PASSAGE SHOWN -
====

A New York professor drew ire from City University administrators and law enforcement officials because of a tweet in which he said teaching “future dead cops” is “a privilege.”
Michael Isaacson, an adjunct professor at CUNY’s John Jay College of Criminal Justice, was placed on administrative leave because of the three-week-old tweet, which appears to have recently caught the attention of the college’s president and New York City’s largest police union.
In a tweet on Aug. 23, Isaacson, who teaches economics, said: “Some of ya’ll might think it sucks being an anti-fascist teaching at John Jay College but I think it’s a privilege to teach future dead cops.”
In a statement Friday, John Jay College President Karol V. Mason called Isaacson’s comments “abhorrent” and the “antithesis” of an academic institution that trains future law enforcement. While she said that professors have a right to free speech and academic freedom, “expressions of hate or intimidation are not welcome in that civil discourse.”
“This adjunct expressed personal views that are not consistent with our college’s well known and firm values and principles and my own personal standards and principles. I am appalled that anyone associated with John Jay, with our proud history of supporting law enforcement authorities, would suggest that violence against police is ever acceptable,” Mason said.
Mason added that faculty members and students have been threatened as a result of the tweet, and Isaacson was placed on administrative leave for safety reasons.
In an email to The Washington Post, Isaacson, an anti-fascist activist, said he “unequivocally” supports the college’s decision “in the interest of public safety,” and he apologizes to faculty members and his students for placing them at risk.
“I am saddened that I cannot continue to teach my students, but I value their safety and the safety of the John Jay community above all else,” he said, adding later: “My [principal] regret is that I put people at risk who did not assume that risk voluntarily.”
The decision to place Isaacson on administrative leave was announced on the same day that the Patrolmen’s Benevolent Association of the City of New York, a union that represents 50,000 active and retired police officers, called for Isaacson’s firing.
Patrick J. Lynch, the union’s president, railed against what he described as “disgusting anti-police attitudes” and “gleeful embrace of political violence.”
“It is absolutely outrageous that an individual who holds and expresses these views could be employed by any academic institution, much less one that counts an overwhelming number of New York City police officers as among its students, alumni and faculty members,” Lynch said in a statement.
Isaacson will remain on administrative leave while university officials review the matter, Mason said.
New York Police Commissioner James O’Neill and New York Mayor Bill de Blasio (D) also have weighed in:
As a 2x grad there, I know Michael Isaacson’s reprehensible values don’t represent @JohnJayCollege, #NYC, #NYPD or families of murdered cops pic.twitter.com/EdSEA0u525
— Commissioner O’Neill (@NYPDONeill) September 15, 2017
New York City won’t stand for the vile anti-police rhetoric of Michael Isaacson and neither should John Jay College.
— Bill de Blasio (@NYCMayor) September 15, 2017
Isaacson shot back at de Blasio in a series of tweets Saturday. He said the mayor, whose rift with the city’s police force is well documented, attacked free speech, academic freedom and John Jay College’s administrative autonomy.

====

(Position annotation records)
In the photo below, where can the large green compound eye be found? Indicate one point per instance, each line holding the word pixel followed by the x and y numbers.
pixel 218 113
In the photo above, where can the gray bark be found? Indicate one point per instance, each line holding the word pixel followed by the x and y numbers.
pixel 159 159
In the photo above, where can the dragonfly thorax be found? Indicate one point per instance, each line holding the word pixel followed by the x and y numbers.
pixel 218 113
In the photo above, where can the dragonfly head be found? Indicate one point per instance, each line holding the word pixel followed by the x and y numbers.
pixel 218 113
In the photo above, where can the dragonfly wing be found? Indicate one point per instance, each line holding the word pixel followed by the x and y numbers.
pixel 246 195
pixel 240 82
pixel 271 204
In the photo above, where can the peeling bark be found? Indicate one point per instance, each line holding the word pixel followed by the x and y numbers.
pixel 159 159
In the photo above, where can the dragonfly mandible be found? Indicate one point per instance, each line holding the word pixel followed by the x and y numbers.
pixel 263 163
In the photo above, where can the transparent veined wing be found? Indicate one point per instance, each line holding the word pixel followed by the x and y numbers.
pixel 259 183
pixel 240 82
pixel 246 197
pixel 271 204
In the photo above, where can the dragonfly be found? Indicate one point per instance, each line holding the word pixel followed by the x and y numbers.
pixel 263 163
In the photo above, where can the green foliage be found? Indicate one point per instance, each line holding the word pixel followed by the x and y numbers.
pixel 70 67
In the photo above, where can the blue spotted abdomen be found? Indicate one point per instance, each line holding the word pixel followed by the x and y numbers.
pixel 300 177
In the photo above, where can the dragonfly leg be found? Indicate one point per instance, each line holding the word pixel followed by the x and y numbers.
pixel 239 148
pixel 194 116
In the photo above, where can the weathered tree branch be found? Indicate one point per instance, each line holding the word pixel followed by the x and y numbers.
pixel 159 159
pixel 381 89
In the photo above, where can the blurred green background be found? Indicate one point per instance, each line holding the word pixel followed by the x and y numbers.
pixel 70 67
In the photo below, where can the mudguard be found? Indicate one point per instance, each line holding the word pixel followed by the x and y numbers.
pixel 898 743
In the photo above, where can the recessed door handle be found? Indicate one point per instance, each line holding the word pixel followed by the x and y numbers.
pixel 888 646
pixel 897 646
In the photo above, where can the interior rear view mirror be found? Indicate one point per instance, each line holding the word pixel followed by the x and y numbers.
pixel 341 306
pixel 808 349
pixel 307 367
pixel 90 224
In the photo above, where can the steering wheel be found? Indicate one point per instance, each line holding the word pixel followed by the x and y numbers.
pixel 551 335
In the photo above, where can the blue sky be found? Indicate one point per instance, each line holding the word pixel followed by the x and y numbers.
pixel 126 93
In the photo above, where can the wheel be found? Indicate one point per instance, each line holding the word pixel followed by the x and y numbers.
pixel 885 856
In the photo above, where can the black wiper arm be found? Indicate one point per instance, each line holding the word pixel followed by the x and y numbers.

====

GIVEN PROBLEM 1 -
Answer these about the news article on the John Jay College adjunct:
(a) What subject does Isaacson teach?
(b) How many police officers does the Patrolmen's Benevolent Association represent?
(c) For what reason did Mason say Isaacson was placed on administrative leave?
GIVEN PROBLEM 2 -
Carry the news article on the John Jay College adjunct forward from its final sentence.

TASK OUTPUT 1 -
(a) Economics.
(b) 50,000 active and retired police officers.
(c) For safety reasons, after faculty members and students were threatened as a result of the tweet.

TASK OUTPUT 2 -
According to Isaacson’s résumé, he began teaching economics at John Jay last year. Before that, he was a lecturer at Long Island University, New York University and Howard University.
Though many of his students intend to go into law enforcement, he said he teaches them the “economic reality” of that career choice. He said he hopes to encourage his students “to think critically about what they hope to offer their communities and whether law enforcement is the best avenue to achieve that.”
“Every bullet fired is revenue for the weapons industry. Every prisoner is revenue for the prison industry,” he said, adding that policing as an institution has disproportionately placed a burden on low-income people and communities of color.
In a statement posted Friday on Twitter, he said he hopes his students can find a career path “that does not put them in the position of having to act as an agent of that institution.”
Isaacson describes himself as an anti-fascist and anarchist and has said that he believes President Trump is a fascist.
He said the media has misrepresented anti-fascist activists, or antifa, as members of a violent group and ignored “the vast majority” of advocacy work that does not involve violence and tries to avoid physical conflict. Anti-fascism, he said, is about “engaging and serving communities” against the threat from white supremacists, Nazis and the Ku Klux Klan.
But as a result of violence hyped in the media, many have joined the antifa ranks “purely on the basis of thrill-seeking rather than community support,” he said.
Last month, however, images broadcast across the country showed dozens of anarchists and antifa members, their faces hidden behind black bandannas and hoodies, jumping over barricades at the Martin Luther King Jr. Civic Center Park in Berkeley, Calif., and attacking a handful of Trump supporters and right-wing activists. In another controversial protest, dozens of antifa activists smashed windows and lit fires on the University of California campus in Berkeley in February, leading the university to cancel a speech by right-wing blogger Milo Yiannopoulos.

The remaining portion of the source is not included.